Directions: Show every line of the entries below that contains the word "sleeve".
▶
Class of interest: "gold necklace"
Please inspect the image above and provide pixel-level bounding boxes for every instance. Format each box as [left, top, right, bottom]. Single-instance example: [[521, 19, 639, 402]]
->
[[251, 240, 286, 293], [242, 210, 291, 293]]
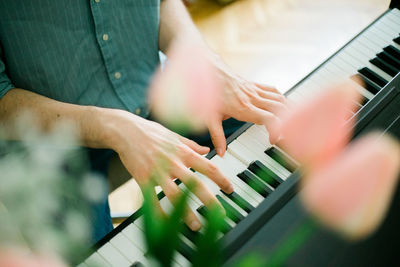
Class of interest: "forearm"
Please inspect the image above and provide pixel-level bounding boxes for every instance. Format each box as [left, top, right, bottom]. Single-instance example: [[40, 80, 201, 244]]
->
[[0, 89, 115, 148]]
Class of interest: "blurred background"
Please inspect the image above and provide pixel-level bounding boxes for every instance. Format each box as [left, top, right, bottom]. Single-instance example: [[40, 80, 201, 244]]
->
[[110, 0, 390, 227]]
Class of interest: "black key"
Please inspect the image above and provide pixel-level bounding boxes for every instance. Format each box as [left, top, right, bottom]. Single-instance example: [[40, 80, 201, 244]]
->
[[350, 74, 381, 95], [220, 190, 255, 213], [182, 225, 201, 244], [177, 240, 194, 261], [369, 57, 400, 77], [237, 170, 272, 197], [248, 160, 283, 188], [383, 45, 400, 60], [217, 195, 244, 223], [265, 147, 297, 173], [358, 67, 389, 87], [377, 51, 400, 70], [197, 206, 232, 234]]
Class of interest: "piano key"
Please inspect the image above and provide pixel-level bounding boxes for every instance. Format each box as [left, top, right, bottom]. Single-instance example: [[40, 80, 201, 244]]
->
[[85, 252, 111, 267], [265, 147, 298, 173], [211, 152, 264, 206], [383, 45, 400, 60], [97, 243, 131, 267], [197, 206, 232, 234], [351, 74, 381, 95], [370, 57, 398, 77], [122, 223, 147, 254], [221, 191, 255, 213], [238, 170, 273, 197], [393, 36, 400, 45], [217, 195, 244, 224], [358, 67, 388, 87], [377, 51, 400, 70], [228, 138, 287, 180], [248, 160, 283, 188], [110, 233, 147, 265]]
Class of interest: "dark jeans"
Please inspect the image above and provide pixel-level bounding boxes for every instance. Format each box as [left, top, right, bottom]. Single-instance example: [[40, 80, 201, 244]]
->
[[88, 119, 244, 242]]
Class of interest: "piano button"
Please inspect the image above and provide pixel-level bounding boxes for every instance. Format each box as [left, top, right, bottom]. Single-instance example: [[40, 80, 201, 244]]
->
[[216, 195, 244, 224], [358, 67, 389, 87], [238, 170, 273, 197], [377, 51, 400, 72], [248, 160, 283, 188], [211, 152, 264, 206], [197, 206, 232, 234], [177, 240, 194, 261], [110, 233, 147, 264], [383, 45, 400, 60], [265, 147, 298, 173], [97, 243, 131, 267], [85, 252, 111, 266], [221, 190, 255, 213], [351, 74, 381, 95], [370, 57, 398, 77]]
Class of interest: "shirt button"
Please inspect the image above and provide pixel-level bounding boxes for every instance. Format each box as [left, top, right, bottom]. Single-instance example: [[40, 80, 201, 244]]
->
[[114, 72, 121, 80]]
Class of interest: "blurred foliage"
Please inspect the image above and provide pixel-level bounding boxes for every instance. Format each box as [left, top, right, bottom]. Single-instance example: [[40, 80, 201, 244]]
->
[[0, 118, 103, 262]]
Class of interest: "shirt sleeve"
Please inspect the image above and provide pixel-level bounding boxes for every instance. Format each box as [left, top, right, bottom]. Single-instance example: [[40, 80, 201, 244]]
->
[[0, 47, 15, 98]]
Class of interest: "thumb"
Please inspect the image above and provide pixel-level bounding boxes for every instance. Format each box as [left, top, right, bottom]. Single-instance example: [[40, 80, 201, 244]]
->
[[208, 119, 226, 157]]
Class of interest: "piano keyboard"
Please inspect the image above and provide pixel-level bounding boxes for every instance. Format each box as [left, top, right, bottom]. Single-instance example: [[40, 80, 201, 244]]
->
[[78, 6, 400, 267]]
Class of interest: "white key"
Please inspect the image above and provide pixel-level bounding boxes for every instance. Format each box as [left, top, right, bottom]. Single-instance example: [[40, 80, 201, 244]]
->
[[97, 243, 130, 267], [110, 233, 147, 265], [122, 223, 147, 254], [211, 154, 264, 204], [85, 252, 111, 267]]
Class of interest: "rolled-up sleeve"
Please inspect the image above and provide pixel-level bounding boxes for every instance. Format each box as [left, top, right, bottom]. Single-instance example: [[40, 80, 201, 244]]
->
[[0, 47, 15, 98]]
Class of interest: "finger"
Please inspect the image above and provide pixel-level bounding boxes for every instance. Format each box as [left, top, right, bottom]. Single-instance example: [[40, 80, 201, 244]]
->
[[251, 97, 288, 115], [161, 179, 201, 231], [179, 135, 210, 155], [256, 88, 287, 103], [185, 151, 233, 194], [173, 166, 223, 210], [237, 106, 281, 144], [254, 83, 280, 94], [137, 181, 166, 217], [208, 119, 226, 157]]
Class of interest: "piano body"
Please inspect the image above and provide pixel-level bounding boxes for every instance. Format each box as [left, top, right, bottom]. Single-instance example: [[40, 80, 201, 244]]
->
[[78, 4, 400, 267]]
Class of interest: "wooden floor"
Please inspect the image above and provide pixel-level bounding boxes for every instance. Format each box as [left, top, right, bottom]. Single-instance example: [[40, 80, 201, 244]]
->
[[110, 0, 390, 224]]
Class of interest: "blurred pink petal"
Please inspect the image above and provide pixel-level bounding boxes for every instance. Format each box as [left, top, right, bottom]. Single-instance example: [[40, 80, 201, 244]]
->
[[279, 84, 359, 171], [301, 133, 400, 239], [149, 40, 221, 131]]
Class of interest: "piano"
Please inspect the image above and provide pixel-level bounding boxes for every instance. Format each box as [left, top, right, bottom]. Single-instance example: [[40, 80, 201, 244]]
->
[[77, 6, 400, 267]]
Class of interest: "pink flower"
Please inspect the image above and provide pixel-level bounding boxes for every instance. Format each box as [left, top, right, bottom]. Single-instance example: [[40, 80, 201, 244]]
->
[[282, 85, 400, 239], [149, 40, 221, 131]]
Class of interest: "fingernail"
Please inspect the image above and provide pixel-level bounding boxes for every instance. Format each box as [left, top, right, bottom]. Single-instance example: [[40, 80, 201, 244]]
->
[[217, 148, 224, 157], [190, 221, 201, 231]]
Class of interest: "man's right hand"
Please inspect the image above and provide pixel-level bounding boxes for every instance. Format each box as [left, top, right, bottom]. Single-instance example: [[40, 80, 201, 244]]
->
[[102, 110, 233, 231]]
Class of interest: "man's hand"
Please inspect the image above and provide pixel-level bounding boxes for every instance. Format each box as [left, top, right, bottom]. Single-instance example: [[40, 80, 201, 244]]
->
[[104, 110, 233, 231], [207, 58, 287, 156]]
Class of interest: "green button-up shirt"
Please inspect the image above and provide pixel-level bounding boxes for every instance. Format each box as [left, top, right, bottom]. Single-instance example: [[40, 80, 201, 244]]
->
[[0, 0, 160, 116]]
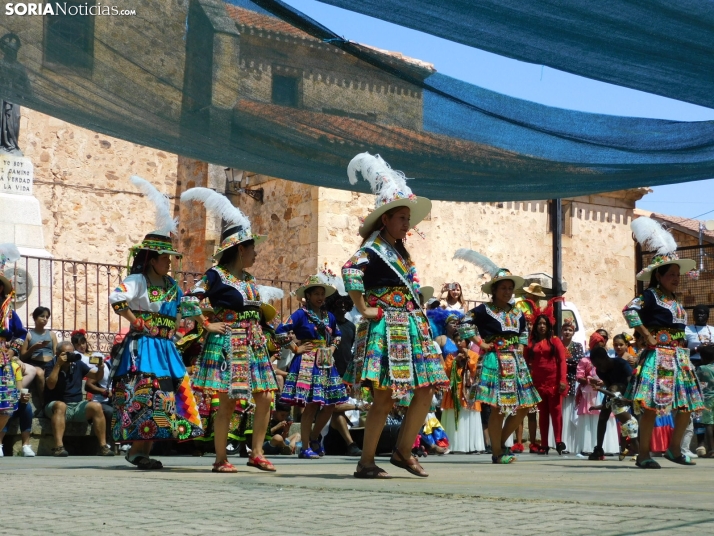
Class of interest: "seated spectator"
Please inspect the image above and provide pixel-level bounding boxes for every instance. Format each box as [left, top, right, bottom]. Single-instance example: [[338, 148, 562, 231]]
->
[[20, 307, 57, 403], [45, 341, 114, 456], [70, 329, 114, 445], [263, 402, 300, 456], [0, 354, 35, 458]]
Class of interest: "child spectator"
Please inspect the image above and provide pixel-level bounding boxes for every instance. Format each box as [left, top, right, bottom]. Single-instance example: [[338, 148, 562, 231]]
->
[[263, 402, 300, 456], [697, 351, 714, 458], [20, 306, 57, 405]]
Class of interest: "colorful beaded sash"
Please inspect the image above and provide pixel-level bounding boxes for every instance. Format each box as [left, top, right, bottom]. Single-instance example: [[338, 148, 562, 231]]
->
[[132, 311, 176, 339], [647, 327, 686, 348], [365, 287, 419, 311]]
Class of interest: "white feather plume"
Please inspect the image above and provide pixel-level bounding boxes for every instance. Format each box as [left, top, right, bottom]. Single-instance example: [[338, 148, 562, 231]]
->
[[347, 153, 412, 199], [181, 187, 250, 231], [131, 175, 178, 235], [454, 248, 500, 277], [0, 243, 20, 264], [630, 217, 677, 255], [257, 285, 285, 303]]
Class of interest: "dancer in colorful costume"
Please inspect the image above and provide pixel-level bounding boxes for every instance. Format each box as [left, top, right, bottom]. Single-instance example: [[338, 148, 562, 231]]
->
[[275, 272, 347, 459], [109, 176, 202, 470], [342, 153, 449, 478], [623, 217, 704, 469], [181, 188, 278, 473], [454, 248, 541, 464]]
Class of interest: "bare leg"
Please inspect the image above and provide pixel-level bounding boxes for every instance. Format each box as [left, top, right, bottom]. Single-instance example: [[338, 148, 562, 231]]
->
[[310, 406, 335, 441], [637, 409, 657, 462], [250, 391, 273, 458], [397, 387, 434, 460], [360, 389, 392, 467], [300, 404, 320, 449], [213, 393, 235, 463], [51, 401, 67, 447], [669, 410, 691, 458]]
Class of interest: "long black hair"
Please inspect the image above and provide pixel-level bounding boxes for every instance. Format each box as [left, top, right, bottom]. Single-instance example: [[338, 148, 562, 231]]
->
[[531, 315, 555, 357], [360, 207, 412, 262]]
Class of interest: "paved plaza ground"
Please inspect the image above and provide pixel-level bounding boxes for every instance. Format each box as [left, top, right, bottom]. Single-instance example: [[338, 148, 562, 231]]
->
[[0, 454, 714, 536]]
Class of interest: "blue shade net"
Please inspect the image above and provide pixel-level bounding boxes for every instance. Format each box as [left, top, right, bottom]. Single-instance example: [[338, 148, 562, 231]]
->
[[0, 0, 714, 201]]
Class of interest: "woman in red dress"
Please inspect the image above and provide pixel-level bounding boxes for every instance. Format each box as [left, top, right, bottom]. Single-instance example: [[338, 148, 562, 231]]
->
[[524, 315, 568, 454]]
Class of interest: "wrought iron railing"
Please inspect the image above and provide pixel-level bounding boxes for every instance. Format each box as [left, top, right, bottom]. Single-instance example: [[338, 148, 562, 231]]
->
[[6, 256, 300, 352]]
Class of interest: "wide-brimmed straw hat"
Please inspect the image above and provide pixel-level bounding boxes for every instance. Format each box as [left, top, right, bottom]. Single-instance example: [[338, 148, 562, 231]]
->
[[523, 283, 545, 298], [630, 217, 697, 282], [347, 153, 431, 238]]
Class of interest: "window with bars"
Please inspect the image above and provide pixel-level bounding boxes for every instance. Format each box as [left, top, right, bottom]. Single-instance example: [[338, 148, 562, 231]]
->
[[43, 0, 94, 72]]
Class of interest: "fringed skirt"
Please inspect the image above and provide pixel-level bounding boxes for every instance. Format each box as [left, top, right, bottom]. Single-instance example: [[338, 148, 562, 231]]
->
[[625, 346, 704, 416], [472, 345, 541, 413], [111, 334, 203, 443], [344, 291, 449, 399], [192, 311, 278, 400], [280, 340, 347, 406]]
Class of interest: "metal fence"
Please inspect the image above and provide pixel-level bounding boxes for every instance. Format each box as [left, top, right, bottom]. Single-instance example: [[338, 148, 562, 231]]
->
[[6, 256, 300, 352], [637, 244, 714, 309]]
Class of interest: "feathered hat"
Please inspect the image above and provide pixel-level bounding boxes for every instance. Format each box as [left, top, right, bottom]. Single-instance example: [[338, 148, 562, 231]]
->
[[129, 175, 181, 261], [454, 248, 526, 294], [293, 266, 347, 299], [257, 285, 285, 323], [0, 244, 20, 296], [181, 187, 266, 262], [347, 153, 431, 238], [630, 217, 697, 281]]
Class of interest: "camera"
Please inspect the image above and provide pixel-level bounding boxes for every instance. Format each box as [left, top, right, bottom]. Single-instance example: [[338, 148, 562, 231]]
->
[[67, 352, 82, 363]]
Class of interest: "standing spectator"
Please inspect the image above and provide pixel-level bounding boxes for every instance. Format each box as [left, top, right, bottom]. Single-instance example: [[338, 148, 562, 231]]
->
[[436, 282, 466, 313], [327, 293, 356, 376], [684, 305, 714, 365], [45, 341, 114, 456], [20, 306, 57, 404], [70, 329, 114, 444], [524, 315, 568, 454]]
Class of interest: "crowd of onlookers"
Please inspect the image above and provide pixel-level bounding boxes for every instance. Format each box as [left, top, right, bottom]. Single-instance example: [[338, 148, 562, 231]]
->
[[0, 283, 714, 459]]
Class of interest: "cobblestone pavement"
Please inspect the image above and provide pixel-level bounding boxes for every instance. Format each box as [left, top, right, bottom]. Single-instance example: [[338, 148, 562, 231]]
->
[[0, 454, 714, 536]]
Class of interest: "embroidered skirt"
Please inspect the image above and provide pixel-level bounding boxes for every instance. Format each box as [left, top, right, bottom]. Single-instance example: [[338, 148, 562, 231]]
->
[[280, 340, 347, 406], [192, 311, 278, 400], [111, 335, 203, 443], [471, 345, 541, 413], [625, 346, 704, 416], [0, 350, 20, 415], [344, 303, 449, 399]]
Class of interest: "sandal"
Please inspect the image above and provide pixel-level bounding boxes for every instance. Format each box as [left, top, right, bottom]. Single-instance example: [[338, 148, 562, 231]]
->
[[389, 450, 429, 478], [246, 456, 275, 473], [124, 454, 164, 471], [635, 458, 662, 469], [352, 462, 392, 480], [664, 449, 697, 465]]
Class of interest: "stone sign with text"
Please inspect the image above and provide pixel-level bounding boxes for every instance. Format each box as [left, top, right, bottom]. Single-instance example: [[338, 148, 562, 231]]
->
[[0, 154, 34, 195]]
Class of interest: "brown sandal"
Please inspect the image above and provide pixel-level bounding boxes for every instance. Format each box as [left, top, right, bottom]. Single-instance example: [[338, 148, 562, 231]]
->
[[246, 456, 275, 472], [352, 462, 392, 480], [389, 450, 429, 478]]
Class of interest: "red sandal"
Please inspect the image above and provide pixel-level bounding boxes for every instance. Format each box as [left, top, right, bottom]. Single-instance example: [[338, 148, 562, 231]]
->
[[246, 456, 275, 472], [211, 460, 238, 473]]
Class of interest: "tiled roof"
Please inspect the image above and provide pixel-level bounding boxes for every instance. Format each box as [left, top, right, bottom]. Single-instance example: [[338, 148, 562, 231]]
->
[[225, 4, 436, 75]]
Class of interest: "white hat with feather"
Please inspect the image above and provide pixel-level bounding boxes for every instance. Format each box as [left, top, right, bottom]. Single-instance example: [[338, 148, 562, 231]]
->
[[347, 153, 431, 238], [181, 187, 267, 262], [630, 216, 697, 282]]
◀
Full answer:
Class of interest: "shirt sleeve"
Class of interest: "rolled-up sleeve"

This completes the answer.